Records to process start
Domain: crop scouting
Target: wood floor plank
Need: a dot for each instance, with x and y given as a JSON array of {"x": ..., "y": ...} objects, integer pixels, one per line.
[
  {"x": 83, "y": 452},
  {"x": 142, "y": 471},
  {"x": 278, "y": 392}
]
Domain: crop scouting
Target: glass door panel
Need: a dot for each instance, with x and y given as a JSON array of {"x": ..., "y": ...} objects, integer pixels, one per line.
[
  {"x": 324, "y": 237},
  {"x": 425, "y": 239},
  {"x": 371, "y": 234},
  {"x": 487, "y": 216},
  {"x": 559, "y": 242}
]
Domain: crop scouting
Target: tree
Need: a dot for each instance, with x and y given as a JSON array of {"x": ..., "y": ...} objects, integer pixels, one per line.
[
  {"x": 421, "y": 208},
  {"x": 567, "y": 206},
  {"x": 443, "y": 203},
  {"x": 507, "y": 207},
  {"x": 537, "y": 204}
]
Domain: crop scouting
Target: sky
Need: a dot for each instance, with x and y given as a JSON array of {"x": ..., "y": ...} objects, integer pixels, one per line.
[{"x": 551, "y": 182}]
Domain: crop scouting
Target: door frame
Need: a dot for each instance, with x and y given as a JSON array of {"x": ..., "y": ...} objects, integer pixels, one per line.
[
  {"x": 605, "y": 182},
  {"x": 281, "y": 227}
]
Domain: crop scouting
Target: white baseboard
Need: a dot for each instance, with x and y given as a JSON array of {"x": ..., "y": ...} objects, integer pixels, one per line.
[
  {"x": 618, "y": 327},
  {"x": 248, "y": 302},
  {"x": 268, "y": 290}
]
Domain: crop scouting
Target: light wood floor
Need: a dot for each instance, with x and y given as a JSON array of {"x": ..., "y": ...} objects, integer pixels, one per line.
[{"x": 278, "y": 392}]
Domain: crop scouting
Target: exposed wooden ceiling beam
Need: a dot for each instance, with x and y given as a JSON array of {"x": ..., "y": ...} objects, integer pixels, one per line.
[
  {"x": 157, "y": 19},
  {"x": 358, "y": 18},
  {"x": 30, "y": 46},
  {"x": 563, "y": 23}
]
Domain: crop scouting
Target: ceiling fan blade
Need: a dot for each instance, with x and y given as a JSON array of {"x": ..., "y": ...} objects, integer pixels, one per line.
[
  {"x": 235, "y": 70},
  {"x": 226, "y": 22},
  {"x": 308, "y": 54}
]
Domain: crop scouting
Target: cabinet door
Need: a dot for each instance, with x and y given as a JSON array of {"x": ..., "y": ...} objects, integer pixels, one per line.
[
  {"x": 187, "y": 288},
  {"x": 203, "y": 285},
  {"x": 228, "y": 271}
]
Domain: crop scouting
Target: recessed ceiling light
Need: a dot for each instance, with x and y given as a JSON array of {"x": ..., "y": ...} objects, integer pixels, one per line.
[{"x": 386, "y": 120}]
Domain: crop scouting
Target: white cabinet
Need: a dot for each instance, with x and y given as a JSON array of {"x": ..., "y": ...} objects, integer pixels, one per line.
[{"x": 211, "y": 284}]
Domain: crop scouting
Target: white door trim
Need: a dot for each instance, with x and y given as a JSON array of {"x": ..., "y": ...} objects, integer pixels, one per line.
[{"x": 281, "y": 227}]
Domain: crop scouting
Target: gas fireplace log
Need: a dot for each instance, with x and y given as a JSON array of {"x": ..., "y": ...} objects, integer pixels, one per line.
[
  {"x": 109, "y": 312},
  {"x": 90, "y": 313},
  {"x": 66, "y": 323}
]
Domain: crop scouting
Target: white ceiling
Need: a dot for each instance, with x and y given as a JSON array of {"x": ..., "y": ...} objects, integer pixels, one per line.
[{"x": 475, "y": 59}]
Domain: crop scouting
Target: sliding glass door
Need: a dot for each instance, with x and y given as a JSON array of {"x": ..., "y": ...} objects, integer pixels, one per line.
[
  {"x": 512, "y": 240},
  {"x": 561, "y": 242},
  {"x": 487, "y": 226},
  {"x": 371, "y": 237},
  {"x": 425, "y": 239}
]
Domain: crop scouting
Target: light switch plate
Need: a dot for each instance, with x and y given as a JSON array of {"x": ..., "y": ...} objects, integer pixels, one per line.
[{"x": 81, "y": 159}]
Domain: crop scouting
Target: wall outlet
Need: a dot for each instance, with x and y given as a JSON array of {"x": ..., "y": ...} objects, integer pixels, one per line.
Records to process end
• _Challenge_
Show every line of the data that contains the word "cabinet", matching case exactly.

• _Answer for this exercise_
Target: cabinet door
Target: white cabinet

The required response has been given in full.